**Task description**
Write out exactly the lines below starting at the one containing "x=330 y=409" and ending at the one containing "x=146 y=136". Omit every picture.

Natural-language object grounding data

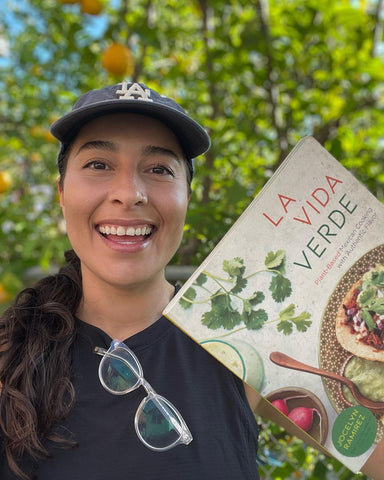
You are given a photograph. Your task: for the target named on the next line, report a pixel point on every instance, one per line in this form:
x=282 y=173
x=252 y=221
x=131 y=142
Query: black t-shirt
x=209 y=397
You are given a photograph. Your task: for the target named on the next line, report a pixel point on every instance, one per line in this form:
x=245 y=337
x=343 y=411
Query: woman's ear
x=61 y=195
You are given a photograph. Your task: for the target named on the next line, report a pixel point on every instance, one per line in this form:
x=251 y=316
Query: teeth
x=121 y=231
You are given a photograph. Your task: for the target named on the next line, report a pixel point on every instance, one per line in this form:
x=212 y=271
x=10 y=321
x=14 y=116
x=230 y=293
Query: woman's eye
x=96 y=165
x=162 y=170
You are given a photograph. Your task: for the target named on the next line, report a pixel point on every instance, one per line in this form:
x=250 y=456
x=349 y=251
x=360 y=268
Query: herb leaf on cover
x=230 y=307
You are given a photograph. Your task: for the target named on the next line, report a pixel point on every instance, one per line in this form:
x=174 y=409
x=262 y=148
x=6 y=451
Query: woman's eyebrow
x=157 y=150
x=99 y=145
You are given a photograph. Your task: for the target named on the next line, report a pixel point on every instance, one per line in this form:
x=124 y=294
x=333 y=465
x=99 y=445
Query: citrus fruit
x=48 y=137
x=92 y=7
x=5 y=181
x=118 y=59
x=4 y=295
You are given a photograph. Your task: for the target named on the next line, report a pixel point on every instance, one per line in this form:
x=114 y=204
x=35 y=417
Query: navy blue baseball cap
x=134 y=98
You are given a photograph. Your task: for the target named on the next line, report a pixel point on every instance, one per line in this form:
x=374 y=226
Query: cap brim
x=193 y=139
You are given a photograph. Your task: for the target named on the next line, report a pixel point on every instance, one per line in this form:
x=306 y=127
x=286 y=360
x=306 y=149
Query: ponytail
x=36 y=337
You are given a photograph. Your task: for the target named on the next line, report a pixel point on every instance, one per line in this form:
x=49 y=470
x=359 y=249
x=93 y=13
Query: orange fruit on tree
x=48 y=137
x=92 y=7
x=118 y=59
x=5 y=181
x=4 y=295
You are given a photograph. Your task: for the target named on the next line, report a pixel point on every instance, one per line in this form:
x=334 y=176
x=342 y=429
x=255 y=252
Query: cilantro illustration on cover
x=292 y=301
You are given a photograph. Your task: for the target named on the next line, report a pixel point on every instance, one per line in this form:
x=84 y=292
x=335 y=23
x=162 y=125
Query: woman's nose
x=129 y=190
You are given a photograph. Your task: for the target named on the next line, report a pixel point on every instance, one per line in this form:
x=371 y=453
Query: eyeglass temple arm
x=100 y=351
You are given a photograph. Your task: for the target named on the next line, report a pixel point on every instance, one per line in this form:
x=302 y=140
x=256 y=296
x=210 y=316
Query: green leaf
x=221 y=315
x=366 y=316
x=275 y=260
x=378 y=306
x=280 y=288
x=377 y=278
x=367 y=296
x=255 y=319
x=201 y=279
x=285 y=326
x=256 y=298
x=301 y=321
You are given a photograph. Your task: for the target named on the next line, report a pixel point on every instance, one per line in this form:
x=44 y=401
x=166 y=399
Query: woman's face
x=124 y=199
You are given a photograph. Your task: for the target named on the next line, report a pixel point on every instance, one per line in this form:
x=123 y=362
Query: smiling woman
x=125 y=166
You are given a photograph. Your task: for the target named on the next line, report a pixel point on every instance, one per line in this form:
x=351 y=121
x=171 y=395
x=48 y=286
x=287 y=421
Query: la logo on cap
x=134 y=92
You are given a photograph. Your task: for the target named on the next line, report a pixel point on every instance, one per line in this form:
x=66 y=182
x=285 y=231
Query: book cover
x=292 y=301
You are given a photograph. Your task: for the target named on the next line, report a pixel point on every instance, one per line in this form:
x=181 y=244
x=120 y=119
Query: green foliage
x=284 y=457
x=229 y=306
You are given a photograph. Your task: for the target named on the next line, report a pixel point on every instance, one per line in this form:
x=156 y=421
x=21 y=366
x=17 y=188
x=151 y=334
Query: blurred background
x=258 y=74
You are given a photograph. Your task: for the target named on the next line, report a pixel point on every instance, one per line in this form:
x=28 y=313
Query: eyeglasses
x=158 y=424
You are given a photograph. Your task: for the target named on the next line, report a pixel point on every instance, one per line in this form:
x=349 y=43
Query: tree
x=259 y=75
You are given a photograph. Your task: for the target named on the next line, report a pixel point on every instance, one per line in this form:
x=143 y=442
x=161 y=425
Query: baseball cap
x=134 y=98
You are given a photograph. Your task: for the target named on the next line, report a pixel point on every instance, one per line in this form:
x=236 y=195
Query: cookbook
x=292 y=301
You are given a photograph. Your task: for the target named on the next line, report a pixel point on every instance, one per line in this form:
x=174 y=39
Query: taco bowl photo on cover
x=360 y=319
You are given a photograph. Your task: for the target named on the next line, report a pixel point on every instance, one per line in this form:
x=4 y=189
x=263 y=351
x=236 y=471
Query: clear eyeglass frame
x=158 y=423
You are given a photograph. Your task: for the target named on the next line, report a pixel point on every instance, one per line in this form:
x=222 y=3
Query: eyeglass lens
x=157 y=422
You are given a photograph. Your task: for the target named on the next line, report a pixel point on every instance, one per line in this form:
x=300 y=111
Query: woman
x=125 y=164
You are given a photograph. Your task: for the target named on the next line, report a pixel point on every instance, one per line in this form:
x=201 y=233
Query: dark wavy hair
x=36 y=337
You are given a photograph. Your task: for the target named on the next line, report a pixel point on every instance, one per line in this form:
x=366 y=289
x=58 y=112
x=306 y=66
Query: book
x=297 y=286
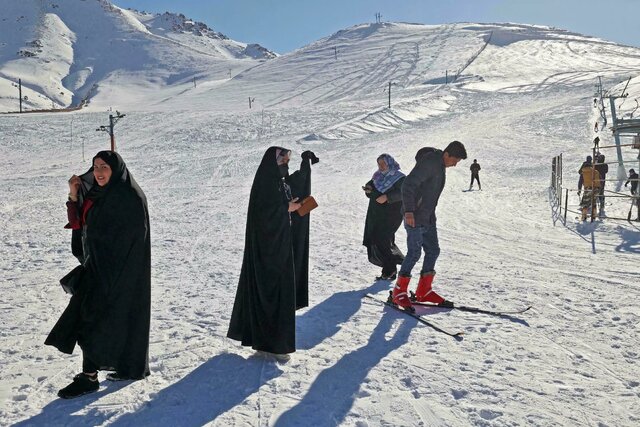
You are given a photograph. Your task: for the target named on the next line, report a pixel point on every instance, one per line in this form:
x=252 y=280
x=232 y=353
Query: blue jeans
x=420 y=238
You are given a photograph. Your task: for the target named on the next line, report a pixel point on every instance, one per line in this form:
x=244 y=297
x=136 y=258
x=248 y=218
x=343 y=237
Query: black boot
x=82 y=384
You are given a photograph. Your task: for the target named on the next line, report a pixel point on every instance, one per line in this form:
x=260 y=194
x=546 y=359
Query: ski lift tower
x=624 y=128
x=109 y=129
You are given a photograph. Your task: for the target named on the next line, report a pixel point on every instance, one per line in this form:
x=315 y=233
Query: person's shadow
x=324 y=320
x=332 y=394
x=213 y=388
x=63 y=411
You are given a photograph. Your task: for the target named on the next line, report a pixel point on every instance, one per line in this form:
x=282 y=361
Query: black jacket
x=634 y=184
x=422 y=187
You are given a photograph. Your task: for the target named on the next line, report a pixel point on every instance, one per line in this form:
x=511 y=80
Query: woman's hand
x=382 y=199
x=409 y=219
x=74 y=185
x=293 y=205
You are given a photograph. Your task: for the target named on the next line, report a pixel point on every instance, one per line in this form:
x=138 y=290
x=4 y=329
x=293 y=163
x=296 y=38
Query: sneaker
x=391 y=276
x=114 y=376
x=82 y=384
x=273 y=356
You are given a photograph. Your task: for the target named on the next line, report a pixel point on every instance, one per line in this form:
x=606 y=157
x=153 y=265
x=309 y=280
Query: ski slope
x=571 y=360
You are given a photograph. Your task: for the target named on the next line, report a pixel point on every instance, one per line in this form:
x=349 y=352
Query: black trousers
x=477 y=178
x=88 y=365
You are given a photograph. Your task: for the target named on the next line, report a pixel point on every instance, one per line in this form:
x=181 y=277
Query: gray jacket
x=422 y=188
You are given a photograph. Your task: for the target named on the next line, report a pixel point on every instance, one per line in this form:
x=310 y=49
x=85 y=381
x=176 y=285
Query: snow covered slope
x=69 y=50
x=199 y=36
x=572 y=360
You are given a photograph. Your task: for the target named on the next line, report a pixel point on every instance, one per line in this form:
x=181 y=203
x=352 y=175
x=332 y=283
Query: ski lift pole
x=20 y=93
x=109 y=129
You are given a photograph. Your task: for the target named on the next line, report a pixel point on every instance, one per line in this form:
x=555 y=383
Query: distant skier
x=475 y=174
x=633 y=179
x=420 y=193
x=586 y=163
x=591 y=180
x=602 y=169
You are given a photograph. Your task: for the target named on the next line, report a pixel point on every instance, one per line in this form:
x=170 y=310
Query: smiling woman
x=109 y=312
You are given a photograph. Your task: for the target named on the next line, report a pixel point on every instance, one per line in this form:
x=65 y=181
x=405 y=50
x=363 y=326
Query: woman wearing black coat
x=263 y=314
x=384 y=216
x=109 y=312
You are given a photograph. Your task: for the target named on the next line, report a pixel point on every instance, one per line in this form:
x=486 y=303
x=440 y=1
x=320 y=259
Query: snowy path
x=571 y=360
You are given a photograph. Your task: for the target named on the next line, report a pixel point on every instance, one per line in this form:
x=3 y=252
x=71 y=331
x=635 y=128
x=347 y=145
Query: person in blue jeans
x=420 y=193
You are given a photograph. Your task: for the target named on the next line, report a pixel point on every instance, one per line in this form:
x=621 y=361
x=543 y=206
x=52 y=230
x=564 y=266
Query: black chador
x=300 y=182
x=263 y=314
x=109 y=314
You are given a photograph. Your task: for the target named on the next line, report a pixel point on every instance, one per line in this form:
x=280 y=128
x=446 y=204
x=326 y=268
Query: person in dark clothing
x=300 y=183
x=384 y=216
x=602 y=169
x=109 y=312
x=475 y=174
x=633 y=179
x=586 y=163
x=591 y=179
x=420 y=194
x=263 y=315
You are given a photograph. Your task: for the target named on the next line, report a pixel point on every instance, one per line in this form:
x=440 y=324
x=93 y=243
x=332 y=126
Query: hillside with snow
x=516 y=95
x=70 y=51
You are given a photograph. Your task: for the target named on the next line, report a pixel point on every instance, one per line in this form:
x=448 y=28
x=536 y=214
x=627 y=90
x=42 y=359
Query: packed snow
x=521 y=96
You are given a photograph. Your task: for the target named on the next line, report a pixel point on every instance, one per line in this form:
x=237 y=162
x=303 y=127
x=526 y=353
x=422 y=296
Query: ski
x=474 y=309
x=456 y=335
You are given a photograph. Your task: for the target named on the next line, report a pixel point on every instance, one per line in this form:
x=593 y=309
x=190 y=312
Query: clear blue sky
x=285 y=25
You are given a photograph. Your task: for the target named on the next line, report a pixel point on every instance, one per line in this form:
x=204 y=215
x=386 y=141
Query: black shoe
x=114 y=376
x=391 y=276
x=82 y=384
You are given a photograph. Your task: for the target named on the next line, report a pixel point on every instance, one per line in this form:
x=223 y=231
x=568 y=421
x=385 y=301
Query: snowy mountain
x=199 y=36
x=517 y=96
x=67 y=51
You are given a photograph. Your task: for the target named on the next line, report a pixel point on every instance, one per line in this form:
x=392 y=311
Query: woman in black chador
x=384 y=216
x=263 y=314
x=300 y=182
x=109 y=311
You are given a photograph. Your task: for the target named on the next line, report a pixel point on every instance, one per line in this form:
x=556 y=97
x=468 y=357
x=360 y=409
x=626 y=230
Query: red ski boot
x=424 y=293
x=400 y=296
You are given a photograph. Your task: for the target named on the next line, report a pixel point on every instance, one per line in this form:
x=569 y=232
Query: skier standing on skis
x=602 y=169
x=586 y=163
x=591 y=179
x=420 y=193
x=633 y=179
x=475 y=174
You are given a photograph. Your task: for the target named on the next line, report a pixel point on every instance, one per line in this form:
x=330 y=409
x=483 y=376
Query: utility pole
x=112 y=123
x=20 y=93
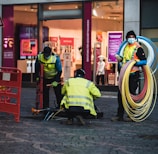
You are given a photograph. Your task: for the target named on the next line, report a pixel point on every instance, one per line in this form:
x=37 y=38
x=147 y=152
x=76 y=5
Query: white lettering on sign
x=8 y=42
x=8 y=55
x=87 y=45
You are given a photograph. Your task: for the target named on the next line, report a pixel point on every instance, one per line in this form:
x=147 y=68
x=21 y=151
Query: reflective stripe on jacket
x=80 y=92
x=49 y=65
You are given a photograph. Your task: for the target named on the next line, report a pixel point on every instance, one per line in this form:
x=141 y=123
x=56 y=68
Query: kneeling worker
x=79 y=94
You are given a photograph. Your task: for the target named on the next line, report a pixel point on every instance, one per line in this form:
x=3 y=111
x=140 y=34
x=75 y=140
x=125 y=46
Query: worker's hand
x=54 y=83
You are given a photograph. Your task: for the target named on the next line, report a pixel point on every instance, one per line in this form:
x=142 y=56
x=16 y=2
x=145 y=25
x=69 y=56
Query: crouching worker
x=79 y=94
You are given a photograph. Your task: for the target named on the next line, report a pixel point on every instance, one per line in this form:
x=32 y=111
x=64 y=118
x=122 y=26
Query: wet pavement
x=32 y=135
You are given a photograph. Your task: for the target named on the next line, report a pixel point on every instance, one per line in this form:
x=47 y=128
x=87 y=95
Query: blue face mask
x=131 y=40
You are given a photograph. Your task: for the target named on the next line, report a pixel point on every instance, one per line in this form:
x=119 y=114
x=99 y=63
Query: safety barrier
x=10 y=91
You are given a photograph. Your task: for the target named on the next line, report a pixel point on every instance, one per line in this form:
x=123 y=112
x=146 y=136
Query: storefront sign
x=67 y=41
x=28 y=47
x=114 y=42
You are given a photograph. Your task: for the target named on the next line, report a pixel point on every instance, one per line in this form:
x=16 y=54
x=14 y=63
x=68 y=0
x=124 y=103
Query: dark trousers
x=133 y=85
x=100 y=77
x=46 y=89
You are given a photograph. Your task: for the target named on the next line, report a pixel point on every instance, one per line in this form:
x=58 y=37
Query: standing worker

**Solution to this problem**
x=330 y=409
x=483 y=376
Query: utility pole
x=112 y=123
x=20 y=93
You are given a photograph. Your task: for the target named on the next line, report a pixel point on every instance, one per line in this form:
x=37 y=38
x=147 y=152
x=76 y=5
Query: white lettering on sign
x=8 y=42
x=8 y=55
x=87 y=45
You are given a photograph. Your task: for the target named on the next line, report a pixel point on every instance, one per line in this form:
x=147 y=68
x=21 y=151
Query: reflective stripe on jacket
x=80 y=92
x=49 y=65
You are given a photograph. Your task: for the target named on the next line, report a pixel point on every instance, one per line in this form:
x=141 y=123
x=56 y=68
Query: kneeling worker
x=79 y=94
You are given a photograph. Your task: for the target named on the next line, report a pixel point on every instance, one per line in this form:
x=3 y=111
x=140 y=34
x=75 y=140
x=125 y=46
Query: worker's hand
x=54 y=83
You are given a photograph. Your task: for the target named on the next line, report a pixel point on every instance, one per line in this form:
x=142 y=56
x=16 y=2
x=145 y=25
x=69 y=56
Query: crouching worker
x=79 y=94
You are given a photograph. Your task: for the target named on the next line, report a pixel point on every instance, one per line in this form:
x=32 y=111
x=64 y=118
x=122 y=26
Query: wet pavement
x=32 y=135
You are given a photograph. Your task: for the target named on the next line, report a pixel point on every instance, one per line in this form:
x=47 y=128
x=87 y=95
Query: blue face mask
x=131 y=40
You are given a photograph. Your task: for the target named on the next line, report a pixel point on every instance, one per line in this form:
x=119 y=114
x=99 y=63
Query: safety barrier
x=10 y=91
You are given a photograph. Your task: for the target named on the next line, report a pixel point on every instance, one per line in this form:
x=123 y=112
x=146 y=136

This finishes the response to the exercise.